● **Given task**:
Please write out all of the material below again, replacing "pixel integers" with "whole-number pixel values" everywhere it appears and keeping everything else the same.

**********

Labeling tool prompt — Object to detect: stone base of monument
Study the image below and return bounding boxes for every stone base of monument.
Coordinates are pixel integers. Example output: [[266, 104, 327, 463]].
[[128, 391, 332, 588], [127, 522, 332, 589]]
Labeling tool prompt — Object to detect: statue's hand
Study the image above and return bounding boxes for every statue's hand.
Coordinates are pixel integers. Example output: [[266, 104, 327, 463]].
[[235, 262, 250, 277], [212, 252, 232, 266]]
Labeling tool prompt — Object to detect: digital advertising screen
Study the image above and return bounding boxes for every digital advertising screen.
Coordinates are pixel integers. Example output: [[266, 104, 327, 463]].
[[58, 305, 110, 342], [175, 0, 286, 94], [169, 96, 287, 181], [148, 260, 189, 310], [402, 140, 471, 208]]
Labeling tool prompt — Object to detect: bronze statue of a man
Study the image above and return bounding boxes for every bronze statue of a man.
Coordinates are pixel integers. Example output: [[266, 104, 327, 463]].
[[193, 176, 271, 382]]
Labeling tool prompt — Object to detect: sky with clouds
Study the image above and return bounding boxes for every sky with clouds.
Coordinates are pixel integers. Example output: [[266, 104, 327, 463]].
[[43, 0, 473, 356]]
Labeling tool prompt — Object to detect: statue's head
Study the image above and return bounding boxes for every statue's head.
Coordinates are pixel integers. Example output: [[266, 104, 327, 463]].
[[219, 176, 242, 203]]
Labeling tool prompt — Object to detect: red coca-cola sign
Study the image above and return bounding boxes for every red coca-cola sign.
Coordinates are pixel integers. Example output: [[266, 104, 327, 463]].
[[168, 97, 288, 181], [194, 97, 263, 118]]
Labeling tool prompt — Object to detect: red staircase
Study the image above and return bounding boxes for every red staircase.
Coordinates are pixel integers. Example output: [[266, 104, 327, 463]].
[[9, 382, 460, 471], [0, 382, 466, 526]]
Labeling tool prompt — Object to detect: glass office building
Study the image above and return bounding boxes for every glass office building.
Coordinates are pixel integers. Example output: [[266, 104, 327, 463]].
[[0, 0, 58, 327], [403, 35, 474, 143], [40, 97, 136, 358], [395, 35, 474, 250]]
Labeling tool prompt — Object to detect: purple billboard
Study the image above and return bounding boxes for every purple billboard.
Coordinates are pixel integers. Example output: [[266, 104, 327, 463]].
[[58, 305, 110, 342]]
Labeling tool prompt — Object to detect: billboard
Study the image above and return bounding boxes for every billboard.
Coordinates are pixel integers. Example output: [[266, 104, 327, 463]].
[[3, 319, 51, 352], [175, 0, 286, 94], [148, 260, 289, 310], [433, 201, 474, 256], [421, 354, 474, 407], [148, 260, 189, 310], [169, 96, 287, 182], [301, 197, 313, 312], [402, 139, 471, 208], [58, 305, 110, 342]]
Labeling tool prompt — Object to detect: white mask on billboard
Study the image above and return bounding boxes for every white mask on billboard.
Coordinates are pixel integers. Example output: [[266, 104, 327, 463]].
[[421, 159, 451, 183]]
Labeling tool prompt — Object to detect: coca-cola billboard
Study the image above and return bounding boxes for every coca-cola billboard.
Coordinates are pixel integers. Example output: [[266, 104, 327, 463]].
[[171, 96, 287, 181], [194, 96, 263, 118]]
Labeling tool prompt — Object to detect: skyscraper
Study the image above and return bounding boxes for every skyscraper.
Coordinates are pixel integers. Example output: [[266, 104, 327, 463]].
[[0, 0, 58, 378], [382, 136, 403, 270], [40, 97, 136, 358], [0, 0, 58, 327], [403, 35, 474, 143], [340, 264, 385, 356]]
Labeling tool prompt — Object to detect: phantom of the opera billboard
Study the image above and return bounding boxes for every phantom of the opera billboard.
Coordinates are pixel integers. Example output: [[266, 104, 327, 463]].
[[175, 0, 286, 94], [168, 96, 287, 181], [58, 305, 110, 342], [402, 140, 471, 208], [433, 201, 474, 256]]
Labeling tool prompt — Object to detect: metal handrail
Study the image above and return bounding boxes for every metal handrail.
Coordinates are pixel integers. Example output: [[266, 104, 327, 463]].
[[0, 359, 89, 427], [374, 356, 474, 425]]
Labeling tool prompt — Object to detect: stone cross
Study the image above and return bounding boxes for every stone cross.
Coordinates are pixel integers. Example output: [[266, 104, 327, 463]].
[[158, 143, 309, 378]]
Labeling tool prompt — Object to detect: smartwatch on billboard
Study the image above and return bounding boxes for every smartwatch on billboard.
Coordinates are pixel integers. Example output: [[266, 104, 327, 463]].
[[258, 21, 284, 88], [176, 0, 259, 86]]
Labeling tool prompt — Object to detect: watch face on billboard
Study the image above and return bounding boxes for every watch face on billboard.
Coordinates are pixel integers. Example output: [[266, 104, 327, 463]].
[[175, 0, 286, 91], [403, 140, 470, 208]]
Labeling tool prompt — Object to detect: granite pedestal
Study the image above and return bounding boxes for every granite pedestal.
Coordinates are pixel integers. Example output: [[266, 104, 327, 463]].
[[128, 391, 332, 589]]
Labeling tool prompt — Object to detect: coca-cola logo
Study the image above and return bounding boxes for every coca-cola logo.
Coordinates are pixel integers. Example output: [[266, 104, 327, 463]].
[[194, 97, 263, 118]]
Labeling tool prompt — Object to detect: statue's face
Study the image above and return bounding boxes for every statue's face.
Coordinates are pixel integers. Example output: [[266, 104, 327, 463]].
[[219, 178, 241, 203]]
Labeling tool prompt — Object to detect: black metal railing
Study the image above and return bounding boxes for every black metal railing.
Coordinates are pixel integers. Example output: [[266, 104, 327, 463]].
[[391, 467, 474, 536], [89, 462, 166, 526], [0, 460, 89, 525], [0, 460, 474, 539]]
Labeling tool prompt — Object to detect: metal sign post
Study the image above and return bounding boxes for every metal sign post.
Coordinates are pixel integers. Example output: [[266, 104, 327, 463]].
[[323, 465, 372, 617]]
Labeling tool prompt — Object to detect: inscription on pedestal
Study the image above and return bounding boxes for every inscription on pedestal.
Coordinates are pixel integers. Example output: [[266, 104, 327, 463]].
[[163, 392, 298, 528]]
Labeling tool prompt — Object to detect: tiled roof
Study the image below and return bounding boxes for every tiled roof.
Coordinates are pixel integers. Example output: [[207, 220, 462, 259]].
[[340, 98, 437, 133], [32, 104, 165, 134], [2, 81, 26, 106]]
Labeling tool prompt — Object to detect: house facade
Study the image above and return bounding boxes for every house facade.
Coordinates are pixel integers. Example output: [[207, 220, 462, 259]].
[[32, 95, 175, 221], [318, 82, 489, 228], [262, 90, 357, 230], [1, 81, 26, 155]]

**********

● **Exercise result**:
Labeling tool prompt — Object to detect: stone base of monument
Study the image below and return bounding boxes for every stone base of monument.
Coordinates are whole-number pixel values. Example output: [[266, 104, 327, 463]].
[[128, 391, 332, 588], [127, 522, 332, 589]]
Labeling tool prompt — Object to detect: statue's hand
Study the image above and return bounding boxes for every statue's hand.
Coordinates are whole-number pixel values. Example output: [[266, 104, 327, 463]].
[[235, 262, 250, 277], [212, 252, 232, 266]]
Labeling tool prompt — Object to detect: digital advertising screen
Study the image above and return bounding boxes for every digital advertising screen.
Coordinates are whole-number pixel values. Example output: [[266, 104, 327, 463]].
[[58, 305, 110, 342], [175, 0, 286, 94], [169, 96, 287, 181], [148, 260, 189, 310], [402, 140, 471, 208]]
Labeling tool prompt — Object to detect: bronze statue of a man
Study the image above and return bounding boxes for every bronze statue of a man.
Coordinates are whole-number pixel values. Example output: [[266, 104, 327, 463]].
[[193, 176, 271, 382]]
Labeling tool prompt — Object to detect: sky with clouds
Study the image above and return bounding boxes for every sky with clouds.
Coordinates are whole-number pixel values. Example output: [[266, 104, 327, 463]].
[[43, 0, 473, 356]]
Labeling tool prompt — Object to detect: statue's head
Study the image above and return bounding boxes for every statue's head.
Coordinates are whole-number pixel values. Example output: [[266, 104, 327, 463]].
[[219, 176, 242, 203]]
Labeling tool prompt — Object to detect: red coca-cola sign
Study the image above and return bounding boxes for every red coca-cola sign.
Coordinates are whole-number pixel values. Example output: [[266, 104, 327, 463]].
[[168, 97, 288, 181], [194, 97, 263, 118]]
Labeling tool prompt — Object to detect: red staircase
Study the image above and return bounding boxes for every red staircase.
Coordinates are whole-number pixel values. Example output: [[266, 104, 327, 463]].
[[9, 382, 460, 471], [0, 382, 466, 526]]
Labeling tool prompt — Object to detect: glass office building
Study the image above and return bounding boxes for every glass office building.
Coordinates are whole-number pixel values. Example output: [[266, 104, 327, 463]].
[[0, 0, 58, 327], [403, 35, 474, 143], [40, 97, 136, 358], [395, 35, 474, 250]]
Labeling tool prompt — Object to detect: purple billboard
Study the image above and return bounding boxes for every purple billboard.
Coordinates are whole-number pixel values. Example output: [[266, 104, 327, 463]].
[[58, 305, 110, 342]]
Labeling tool prompt — Object to detect: billboard
Study the image above and return bounding boxes for every billboard.
Coordinates are whole-number pixel values. Example output: [[266, 104, 327, 463]].
[[3, 319, 51, 352], [175, 0, 286, 94], [148, 260, 289, 310], [433, 201, 474, 256], [421, 354, 474, 407], [148, 260, 189, 310], [169, 96, 287, 182], [301, 197, 313, 312], [402, 139, 471, 208], [58, 305, 110, 342]]
Labeling tool prompt — Object to detect: white mask on billboard
Study the image above and return bounding boxes for every white mask on billboard.
Coordinates are whole-number pixel values. Example output: [[266, 104, 327, 463]].
[[421, 159, 451, 183]]
Labeling tool prompt — Object to detect: coca-cola billboard
Study the image above and return bounding boxes for every coca-cola billboard.
Coordinates are whole-number pixel values. Example output: [[266, 104, 327, 463]].
[[171, 96, 287, 181], [194, 96, 263, 118]]
Labeling tool prompt — Object to detect: skyscraper
Study the image above and return bounding boxes for every skyscraper.
Coordinates are whole-number pixel values. Example output: [[266, 104, 327, 463]].
[[0, 0, 58, 378], [382, 136, 403, 270], [40, 97, 136, 358], [0, 0, 58, 327], [403, 35, 474, 143], [340, 264, 385, 356]]
Labeling tool prompt — Object to detect: phantom of the opera billboard
Study the image above and return bounding boxes for every phantom of the opera billboard.
Coordinates are whole-number pixel values. Example output: [[266, 104, 327, 463]].
[[175, 0, 286, 94], [168, 96, 287, 181], [58, 305, 110, 342], [402, 140, 471, 208], [433, 201, 474, 256]]
Labeling tool prompt — Object to detect: metal handrail
Study the image above and return bounding boxes for every metal handrail.
Coordinates are whole-number pixel values. Example output: [[266, 104, 327, 463]].
[[0, 359, 89, 427], [374, 356, 474, 425]]
Labeling tool prompt — Object to detect: stone cross
Study the image above and return bounding boxes for every stone cross.
Coordinates are whole-number pixel values. Example output: [[266, 104, 327, 463]].
[[158, 143, 309, 378]]
Labeling tool prompt — Object to detect: smartwatch on billboard
Study the image above and return bounding boxes for every smartwatch on billboard.
Coordinates are whole-number pixel values. Example output: [[266, 104, 327, 463]].
[[258, 21, 284, 88], [176, 0, 259, 86]]
Labeling tool prompt — Object to detect: watch face on billboard
Study the image above and return bounding boxes for every watch face on billboard.
Coordinates are whole-number pixel values. Example output: [[266, 104, 327, 463]].
[[175, 0, 286, 91], [403, 140, 470, 208]]
Labeling tool prompt — Object to detect: granite pedestal
Study the image above and return bounding boxes for every granite pedestal.
Coordinates are whole-number pixel values. Example output: [[266, 104, 327, 463]].
[[128, 391, 332, 589]]
Labeling tool prompt — Object to detect: coca-cola logo
Study the image above and return bounding boxes for every coca-cola logo.
Coordinates are whole-number pixel values. Example output: [[266, 104, 327, 463]].
[[194, 97, 263, 118]]
Labeling tool prompt — Object to detect: statue's face
Study the image above and return bounding boxes for every statue's face.
Coordinates are whole-number pixel values. Example output: [[266, 104, 327, 463]].
[[219, 178, 241, 203]]
Labeling tool prompt — Object to detect: black metal railing
Study the image above and return bounding boxes for every black metal railing.
Coordinates are whole-number pixel values. Example output: [[266, 104, 327, 463]].
[[391, 467, 474, 536], [89, 462, 166, 526], [0, 460, 89, 525], [0, 460, 474, 539]]
Labeling tool prompt — Object to detect: metal sign post
Study the image above and return bounding boxes for every metal sign post.
Coordinates are whole-number pixel values. Example output: [[266, 104, 327, 463]].
[[323, 465, 372, 617]]
Labeling tool prompt — Object to detect: inscription on pedestal
Study the image above and return bounding boxes for every inscription on pedestal.
Coordinates are whole-number pixel values. Example output: [[266, 104, 327, 463]].
[[163, 392, 298, 528]]
Labeling tool prompt — Object to detect: tiled roof
Study the image below and return bounding boxes for every tiled roof.
Coordinates are whole-number pixel values. Example output: [[207, 220, 462, 259]].
[[340, 98, 437, 133], [32, 104, 165, 134], [2, 81, 26, 106]]
Labeling tool prompt — Object to detect: house facade
Study the image above and return bounding boxes for every house facade.
Coordinates are whole-number pixel values. Example output: [[207, 220, 462, 259]].
[[32, 95, 175, 221], [318, 82, 489, 228], [262, 90, 357, 230], [1, 81, 26, 155]]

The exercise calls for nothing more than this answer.